I think the potential difference between you and me on whether synthetic data works to box an AI is whether the AI notices it’s being in a simulation made via synthetic data, and also I think that it’s not intended to be applied post-training, it’s instead applied continuously throughout the training process.
I agree that if we had an AGI/ASI that was already misaligned, we’d have to do pretty extreme actions like mindwipe it’s memories and restart the entire training process again, but the point of synthetic data is to get it into a basin of alignment/corrigibility early on, before it can be deceptive.
I also think that real data will be only given to AGIs at the end of training as a way to ground them, so it has no real way to know whether it’s subtly being changed in training or whether it’s in reality, since we control their data sources.
Controlling an AI’s data sources is a powerful way to control their values and capabilities, which was why I think that the tax for the synthetic data alignment is actually pretty low.
Re Response to Lethality 6, I’m honestly coming around to your position as I think more and more, at least to the extent that I think your arguments are plausible and we need more research on that.
Re Response to Lethality 10, I was relying on both empirical evidence from today’s models and some theoretical reasons for why the phenomenon of alignment generalizing further than capabilities exists in general.
On the alignment stability problem, I like the post, and we should plausibly do interventions to stabilize alignment once we get it.′
Re Response to Lethality 15, I agree with the idea that fast capability progress will happen, but deny the implication, because of both large synthetic datasets on values/instruction following already being in the AI when the fast capabilities progress happened, because synthetic data about values is pretrained in very early, combined with me being more optimistic about alignment generalization than you are.
I liked your Real AGI post by the way.

*Excerpted records*.
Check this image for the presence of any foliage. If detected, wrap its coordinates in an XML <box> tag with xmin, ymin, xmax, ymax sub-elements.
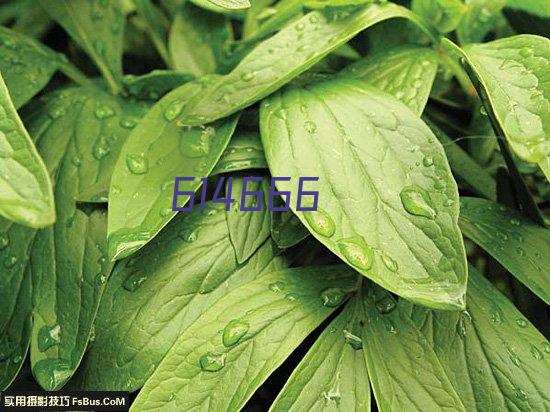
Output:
<box><xmin>0</xmin><ymin>0</ymin><xmax>550</xmax><ymax>412</ymax></box>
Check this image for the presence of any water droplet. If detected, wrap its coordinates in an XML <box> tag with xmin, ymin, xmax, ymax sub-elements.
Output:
<box><xmin>126</xmin><ymin>154</ymin><xmax>149</xmax><ymax>175</ymax></box>
<box><xmin>222</xmin><ymin>320</ymin><xmax>249</xmax><ymax>347</ymax></box>
<box><xmin>304</xmin><ymin>120</ymin><xmax>317</xmax><ymax>134</ymax></box>
<box><xmin>241</xmin><ymin>72</ymin><xmax>256</xmax><ymax>82</ymax></box>
<box><xmin>164</xmin><ymin>100</ymin><xmax>184</xmax><ymax>122</ymax></box>
<box><xmin>375</xmin><ymin>295</ymin><xmax>397</xmax><ymax>315</ymax></box>
<box><xmin>304</xmin><ymin>209</ymin><xmax>336</xmax><ymax>237</ymax></box>
<box><xmin>95</xmin><ymin>105</ymin><xmax>115</xmax><ymax>120</ymax></box>
<box><xmin>119</xmin><ymin>119</ymin><xmax>137</xmax><ymax>129</ymax></box>
<box><xmin>531</xmin><ymin>345</ymin><xmax>543</xmax><ymax>360</ymax></box>
<box><xmin>32</xmin><ymin>358</ymin><xmax>73</xmax><ymax>391</ymax></box>
<box><xmin>422</xmin><ymin>155</ymin><xmax>434</xmax><ymax>167</ymax></box>
<box><xmin>514</xmin><ymin>388</ymin><xmax>527</xmax><ymax>401</ymax></box>
<box><xmin>516</xmin><ymin>318</ymin><xmax>527</xmax><ymax>328</ymax></box>
<box><xmin>338</xmin><ymin>236</ymin><xmax>373</xmax><ymax>270</ymax></box>
<box><xmin>92</xmin><ymin>136</ymin><xmax>111</xmax><ymax>160</ymax></box>
<box><xmin>199</xmin><ymin>352</ymin><xmax>227</xmax><ymax>372</ymax></box>
<box><xmin>122</xmin><ymin>271</ymin><xmax>147</xmax><ymax>292</ymax></box>
<box><xmin>343</xmin><ymin>329</ymin><xmax>363</xmax><ymax>350</ymax></box>
<box><xmin>0</xmin><ymin>234</ymin><xmax>10</xmax><ymax>250</ymax></box>
<box><xmin>37</xmin><ymin>325</ymin><xmax>61</xmax><ymax>352</ymax></box>
<box><xmin>4</xmin><ymin>255</ymin><xmax>17</xmax><ymax>269</ymax></box>
<box><xmin>321</xmin><ymin>288</ymin><xmax>346</xmax><ymax>308</ymax></box>
<box><xmin>400</xmin><ymin>185</ymin><xmax>437</xmax><ymax>219</ymax></box>
<box><xmin>381</xmin><ymin>253</ymin><xmax>399</xmax><ymax>272</ymax></box>
<box><xmin>269</xmin><ymin>281</ymin><xmax>285</xmax><ymax>292</ymax></box>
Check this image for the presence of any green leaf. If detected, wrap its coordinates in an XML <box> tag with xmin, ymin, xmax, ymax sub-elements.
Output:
<box><xmin>464</xmin><ymin>35</ymin><xmax>550</xmax><ymax>179</ymax></box>
<box><xmin>170</xmin><ymin>3</ymin><xmax>438</xmax><ymax>125</ymax></box>
<box><xmin>0</xmin><ymin>27</ymin><xmax>61</xmax><ymax>109</ymax></box>
<box><xmin>0</xmin><ymin>217</ymin><xmax>36</xmax><ymax>391</ymax></box>
<box><xmin>460</xmin><ymin>197</ymin><xmax>550</xmax><ymax>305</ymax></box>
<box><xmin>123</xmin><ymin>70</ymin><xmax>195</xmax><ymax>100</ymax></box>
<box><xmin>270</xmin><ymin>300</ymin><xmax>370</xmax><ymax>412</ymax></box>
<box><xmin>0</xmin><ymin>75</ymin><xmax>55</xmax><ymax>228</ymax></box>
<box><xmin>271</xmin><ymin>209</ymin><xmax>309</xmax><ymax>249</ymax></box>
<box><xmin>109</xmin><ymin>82</ymin><xmax>238</xmax><ymax>259</ymax></box>
<box><xmin>211</xmin><ymin>132</ymin><xmax>267</xmax><ymax>175</ymax></box>
<box><xmin>75</xmin><ymin>203</ymin><xmax>285</xmax><ymax>391</ymax></box>
<box><xmin>428</xmin><ymin>122</ymin><xmax>497</xmax><ymax>200</ymax></box>
<box><xmin>168</xmin><ymin>3</ymin><xmax>232</xmax><ymax>76</ymax></box>
<box><xmin>411</xmin><ymin>0</ymin><xmax>466</xmax><ymax>33</ymax></box>
<box><xmin>132</xmin><ymin>266</ymin><xmax>356</xmax><ymax>411</ymax></box>
<box><xmin>208</xmin><ymin>0</ymin><xmax>250</xmax><ymax>10</ymax></box>
<box><xmin>27</xmin><ymin>87</ymin><xmax>148</xmax><ymax>202</ymax></box>
<box><xmin>133</xmin><ymin>0</ymin><xmax>171</xmax><ymax>65</ymax></box>
<box><xmin>343</xmin><ymin>47</ymin><xmax>438</xmax><ymax>115</ymax></box>
<box><xmin>39</xmin><ymin>0</ymin><xmax>126</xmax><ymax>93</ymax></box>
<box><xmin>260</xmin><ymin>78</ymin><xmax>467</xmax><ymax>309</ymax></box>
<box><xmin>457</xmin><ymin>0</ymin><xmax>507</xmax><ymax>43</ymax></box>
<box><xmin>363</xmin><ymin>267</ymin><xmax>550</xmax><ymax>412</ymax></box>
<box><xmin>226</xmin><ymin>177</ymin><xmax>271</xmax><ymax>263</ymax></box>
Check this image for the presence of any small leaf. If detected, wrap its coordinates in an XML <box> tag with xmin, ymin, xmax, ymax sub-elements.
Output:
<box><xmin>226</xmin><ymin>177</ymin><xmax>271</xmax><ymax>263</ymax></box>
<box><xmin>342</xmin><ymin>47</ymin><xmax>438</xmax><ymax>115</ymax></box>
<box><xmin>39</xmin><ymin>0</ymin><xmax>126</xmax><ymax>93</ymax></box>
<box><xmin>129</xmin><ymin>266</ymin><xmax>356</xmax><ymax>411</ymax></box>
<box><xmin>464</xmin><ymin>35</ymin><xmax>550</xmax><ymax>179</ymax></box>
<box><xmin>170</xmin><ymin>3</ymin><xmax>438</xmax><ymax>125</ymax></box>
<box><xmin>0</xmin><ymin>76</ymin><xmax>55</xmax><ymax>228</ymax></box>
<box><xmin>75</xmin><ymin>203</ymin><xmax>286</xmax><ymax>391</ymax></box>
<box><xmin>459</xmin><ymin>197</ymin><xmax>550</xmax><ymax>305</ymax></box>
<box><xmin>270</xmin><ymin>301</ymin><xmax>370</xmax><ymax>412</ymax></box>
<box><xmin>109</xmin><ymin>80</ymin><xmax>238</xmax><ymax>259</ymax></box>
<box><xmin>260</xmin><ymin>78</ymin><xmax>467</xmax><ymax>309</ymax></box>
<box><xmin>363</xmin><ymin>266</ymin><xmax>550</xmax><ymax>412</ymax></box>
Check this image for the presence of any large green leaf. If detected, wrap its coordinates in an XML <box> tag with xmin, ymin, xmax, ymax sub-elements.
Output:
<box><xmin>168</xmin><ymin>4</ymin><xmax>231</xmax><ymax>76</ymax></box>
<box><xmin>459</xmin><ymin>197</ymin><xmax>550</xmax><ymax>305</ymax></box>
<box><xmin>132</xmin><ymin>266</ymin><xmax>357</xmax><ymax>411</ymax></box>
<box><xmin>343</xmin><ymin>47</ymin><xmax>438</xmax><ymax>115</ymax></box>
<box><xmin>212</xmin><ymin>132</ymin><xmax>267</xmax><ymax>175</ymax></box>
<box><xmin>0</xmin><ymin>27</ymin><xmax>61</xmax><ymax>108</ymax></box>
<box><xmin>260</xmin><ymin>78</ymin><xmax>467</xmax><ymax>309</ymax></box>
<box><xmin>411</xmin><ymin>0</ymin><xmax>466</xmax><ymax>33</ymax></box>
<box><xmin>39</xmin><ymin>0</ymin><xmax>126</xmax><ymax>92</ymax></box>
<box><xmin>363</xmin><ymin>267</ymin><xmax>550</xmax><ymax>412</ymax></box>
<box><xmin>270</xmin><ymin>299</ymin><xmax>370</xmax><ymax>412</ymax></box>
<box><xmin>0</xmin><ymin>217</ymin><xmax>36</xmax><ymax>390</ymax></box>
<box><xmin>457</xmin><ymin>0</ymin><xmax>507</xmax><ymax>43</ymax></box>
<box><xmin>464</xmin><ymin>35</ymin><xmax>550</xmax><ymax>179</ymax></box>
<box><xmin>0</xmin><ymin>75</ymin><xmax>55</xmax><ymax>228</ymax></box>
<box><xmin>226</xmin><ymin>177</ymin><xmax>271</xmax><ymax>263</ymax></box>
<box><xmin>166</xmin><ymin>3</ymin><xmax>438</xmax><ymax>125</ymax></box>
<box><xmin>76</xmin><ymin>204</ymin><xmax>284</xmax><ymax>391</ymax></box>
<box><xmin>109</xmin><ymin>78</ymin><xmax>237</xmax><ymax>259</ymax></box>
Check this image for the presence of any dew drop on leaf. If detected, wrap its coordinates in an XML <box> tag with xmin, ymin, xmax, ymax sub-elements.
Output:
<box><xmin>126</xmin><ymin>154</ymin><xmax>149</xmax><ymax>175</ymax></box>
<box><xmin>304</xmin><ymin>209</ymin><xmax>336</xmax><ymax>237</ymax></box>
<box><xmin>338</xmin><ymin>236</ymin><xmax>373</xmax><ymax>270</ymax></box>
<box><xmin>374</xmin><ymin>295</ymin><xmax>396</xmax><ymax>315</ymax></box>
<box><xmin>199</xmin><ymin>352</ymin><xmax>227</xmax><ymax>372</ymax></box>
<box><xmin>400</xmin><ymin>185</ymin><xmax>437</xmax><ymax>219</ymax></box>
<box><xmin>222</xmin><ymin>320</ymin><xmax>249</xmax><ymax>347</ymax></box>
<box><xmin>321</xmin><ymin>288</ymin><xmax>346</xmax><ymax>308</ymax></box>
<box><xmin>122</xmin><ymin>271</ymin><xmax>147</xmax><ymax>292</ymax></box>
<box><xmin>343</xmin><ymin>329</ymin><xmax>363</xmax><ymax>350</ymax></box>
<box><xmin>32</xmin><ymin>358</ymin><xmax>73</xmax><ymax>391</ymax></box>
<box><xmin>37</xmin><ymin>325</ymin><xmax>61</xmax><ymax>352</ymax></box>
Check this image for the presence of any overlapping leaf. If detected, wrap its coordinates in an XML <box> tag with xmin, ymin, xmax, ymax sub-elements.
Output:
<box><xmin>260</xmin><ymin>78</ymin><xmax>467</xmax><ymax>309</ymax></box>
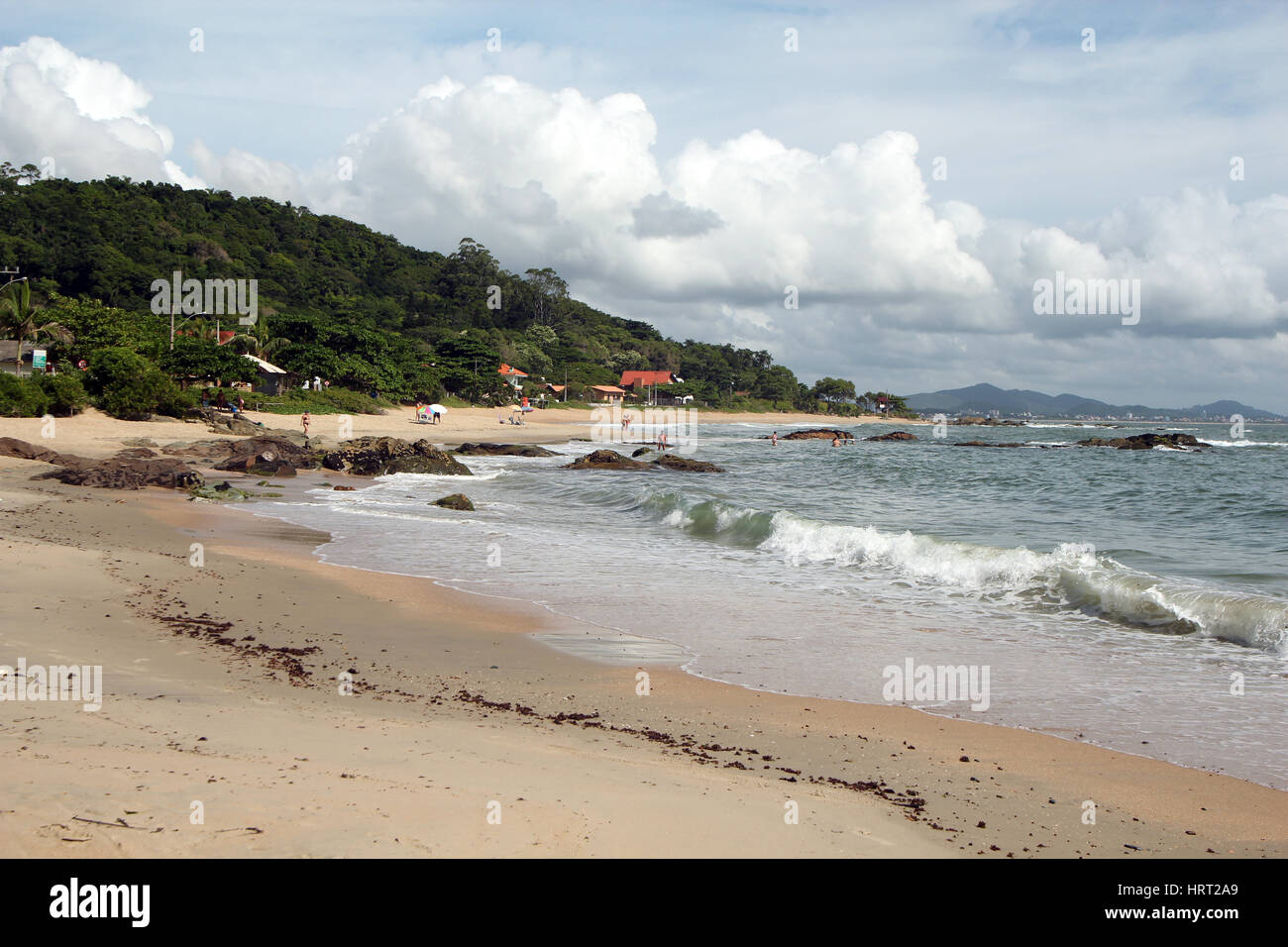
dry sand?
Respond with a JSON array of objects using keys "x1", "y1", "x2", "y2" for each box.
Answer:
[{"x1": 0, "y1": 412, "x2": 1288, "y2": 858}]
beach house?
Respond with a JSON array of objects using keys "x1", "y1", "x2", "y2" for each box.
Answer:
[
  {"x1": 497, "y1": 362, "x2": 528, "y2": 394},
  {"x1": 587, "y1": 385, "x2": 626, "y2": 404},
  {"x1": 618, "y1": 371, "x2": 684, "y2": 404}
]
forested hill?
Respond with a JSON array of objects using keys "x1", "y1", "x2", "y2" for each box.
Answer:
[{"x1": 0, "y1": 166, "x2": 854, "y2": 407}]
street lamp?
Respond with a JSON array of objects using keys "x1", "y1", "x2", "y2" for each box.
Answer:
[{"x1": 0, "y1": 269, "x2": 27, "y2": 377}]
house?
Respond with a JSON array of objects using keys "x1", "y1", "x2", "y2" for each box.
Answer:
[
  {"x1": 587, "y1": 385, "x2": 626, "y2": 404},
  {"x1": 242, "y1": 356, "x2": 286, "y2": 394},
  {"x1": 617, "y1": 371, "x2": 684, "y2": 394},
  {"x1": 0, "y1": 339, "x2": 37, "y2": 374},
  {"x1": 497, "y1": 362, "x2": 528, "y2": 391}
]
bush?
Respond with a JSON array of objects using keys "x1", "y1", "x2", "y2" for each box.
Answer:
[
  {"x1": 0, "y1": 371, "x2": 49, "y2": 417},
  {"x1": 89, "y1": 348, "x2": 196, "y2": 420},
  {"x1": 34, "y1": 374, "x2": 89, "y2": 416}
]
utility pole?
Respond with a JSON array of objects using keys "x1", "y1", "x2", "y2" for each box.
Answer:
[{"x1": 0, "y1": 269, "x2": 35, "y2": 377}]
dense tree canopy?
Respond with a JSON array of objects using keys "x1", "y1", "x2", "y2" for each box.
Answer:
[{"x1": 0, "y1": 172, "x2": 907, "y2": 408}]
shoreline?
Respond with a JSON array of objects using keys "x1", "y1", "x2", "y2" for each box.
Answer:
[
  {"x1": 239, "y1": 491, "x2": 1267, "y2": 795},
  {"x1": 0, "y1": 425, "x2": 1288, "y2": 857}
]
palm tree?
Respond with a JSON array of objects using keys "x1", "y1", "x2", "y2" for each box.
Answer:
[{"x1": 0, "y1": 279, "x2": 72, "y2": 374}]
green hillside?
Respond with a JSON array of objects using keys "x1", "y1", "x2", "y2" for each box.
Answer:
[{"x1": 0, "y1": 164, "x2": 896, "y2": 412}]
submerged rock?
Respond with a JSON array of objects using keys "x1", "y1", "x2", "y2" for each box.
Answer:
[
  {"x1": 188, "y1": 480, "x2": 250, "y2": 500},
  {"x1": 863, "y1": 430, "x2": 917, "y2": 441},
  {"x1": 452, "y1": 443, "x2": 559, "y2": 458},
  {"x1": 563, "y1": 451, "x2": 653, "y2": 471},
  {"x1": 322, "y1": 437, "x2": 471, "y2": 476},
  {"x1": 760, "y1": 428, "x2": 854, "y2": 441},
  {"x1": 0, "y1": 437, "x2": 202, "y2": 489},
  {"x1": 653, "y1": 454, "x2": 725, "y2": 473},
  {"x1": 563, "y1": 451, "x2": 724, "y2": 473},
  {"x1": 1078, "y1": 432, "x2": 1203, "y2": 451}
]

*Problems to work on*.
1. List the numbers of the "Response to Lethality" items that the forum comment addresses by number.
2. According to the forum comment, when will real data be given to AGIs?
3. Condense the paragraph of the forum comment that begins "Re Response to Lethality 15" into a short list that keeps its main points.

*Results for each task*.
1. 6, 10, 15

2. Only at the end of training, as a way to ground them.

3.
- Agrees that fast capability progress will happen but denies the implication.
- Reason one: large synthetic datasets on values and instruction following will already be in the AI when the fast progress happens, because synthetic data about values is pretrained in very early.
- Reason two: the writer is more optimistic about alignment generalization than the person addressed.